▶ **ASSIGNMENT**
Output the line with "Target: jersey collar" and every following line to the end of the material, exactly as they appear.

•••••

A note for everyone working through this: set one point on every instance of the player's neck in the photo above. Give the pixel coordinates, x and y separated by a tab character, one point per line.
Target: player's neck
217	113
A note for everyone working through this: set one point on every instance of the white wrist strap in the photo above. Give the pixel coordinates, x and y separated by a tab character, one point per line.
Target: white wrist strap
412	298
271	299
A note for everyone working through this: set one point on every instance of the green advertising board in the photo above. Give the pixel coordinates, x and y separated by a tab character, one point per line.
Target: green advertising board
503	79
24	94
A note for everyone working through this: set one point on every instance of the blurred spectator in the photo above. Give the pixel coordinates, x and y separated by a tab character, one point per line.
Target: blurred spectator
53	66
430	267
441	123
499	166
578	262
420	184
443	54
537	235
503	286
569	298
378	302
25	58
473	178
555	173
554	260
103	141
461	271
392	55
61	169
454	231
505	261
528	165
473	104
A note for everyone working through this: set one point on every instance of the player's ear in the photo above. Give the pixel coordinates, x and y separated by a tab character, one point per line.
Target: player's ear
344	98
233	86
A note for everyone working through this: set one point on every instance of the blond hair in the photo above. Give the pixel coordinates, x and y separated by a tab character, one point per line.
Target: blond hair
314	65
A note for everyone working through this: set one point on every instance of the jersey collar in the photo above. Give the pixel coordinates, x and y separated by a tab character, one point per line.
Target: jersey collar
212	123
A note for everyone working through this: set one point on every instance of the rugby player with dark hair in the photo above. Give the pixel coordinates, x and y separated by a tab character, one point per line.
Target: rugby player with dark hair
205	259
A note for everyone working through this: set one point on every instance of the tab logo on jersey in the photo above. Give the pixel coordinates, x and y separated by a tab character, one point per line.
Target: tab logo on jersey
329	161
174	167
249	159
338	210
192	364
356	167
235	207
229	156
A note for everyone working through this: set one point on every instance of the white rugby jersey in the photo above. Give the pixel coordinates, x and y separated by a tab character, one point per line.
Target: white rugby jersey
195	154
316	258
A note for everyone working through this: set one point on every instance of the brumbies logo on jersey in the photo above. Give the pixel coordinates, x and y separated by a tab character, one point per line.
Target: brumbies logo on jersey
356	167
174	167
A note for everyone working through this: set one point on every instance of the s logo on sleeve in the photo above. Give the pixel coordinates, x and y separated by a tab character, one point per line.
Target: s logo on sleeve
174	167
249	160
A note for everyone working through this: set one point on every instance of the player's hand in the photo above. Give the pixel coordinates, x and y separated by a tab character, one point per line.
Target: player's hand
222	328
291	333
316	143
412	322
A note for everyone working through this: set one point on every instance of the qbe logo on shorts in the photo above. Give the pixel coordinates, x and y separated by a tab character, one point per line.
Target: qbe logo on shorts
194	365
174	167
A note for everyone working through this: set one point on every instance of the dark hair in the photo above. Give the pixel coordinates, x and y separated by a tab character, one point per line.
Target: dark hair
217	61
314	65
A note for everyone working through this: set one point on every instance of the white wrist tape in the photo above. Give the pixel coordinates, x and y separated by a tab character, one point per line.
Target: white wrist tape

•••••

▶ **OUTPUT BELOW**
Target: jersey collar
212	123
A note for everyone working through this: set one point on every instance of the rugby player with dark hair in the photo above. Give the pixel coordinates, x and y separated by a tab character, one point per line.
Target: rugby player with dark hair
205	259
A note for everyone working through this: set one point on every instance of the tab logo on jersey in the photo above. Give the pixel coordinates, x and y separated by a tab character, one point per line.
Target: tab logo on jersey
329	161
174	167
249	159
338	210
192	364
356	167
235	207
229	156
A note for everyone working through this: set one point on every instance of the white rugby jersey in the photo above. Give the pixel coordinates, x and y separated by a tab character, one point per line.
Target: white rugby jersey
195	154
316	258
A note for everyone working through this: set one point on every instance of the brumbies logo on jersey in the photo above. Give the pixel coordinates, x and y separated by a tab character, one point per line.
Target: brumbies logo on jersey
356	167
174	167
A note for everyone working through this: set one point on every instance of the s logo on sleeve in the photo above. Give the pixel coordinates, x and y separated by a tab character, one point per line.
Target: s logo on sleeve
174	167
249	160
A note for everyone working through this: set one point on every instance of the player's hand in the photo above. Give the pixel coordinates, x and y separated by a tab character, one point per line.
Target: player's hand
222	328
291	333
316	143
412	322
A note for everyone working through this: set one point on every instance of the qbe logo on shorts in the photo above. Give the pixel coordinates, x and y separated by a tab character, one point per line.
Target: qbe logo on shorts
194	365
174	167
A note for everyone working through this: set one point on every instance of the dark hair in the photo above. Give the pixel coordinates, x and y separated by a tab character, one point per line.
Target: dark hair
217	61
314	65
A note for everyone working through this: set one point on every instance of the white wrist tape in the photo above. Give the pixel coordinates, x and y separated by a tab character, one point per line.
Target: white wrist tape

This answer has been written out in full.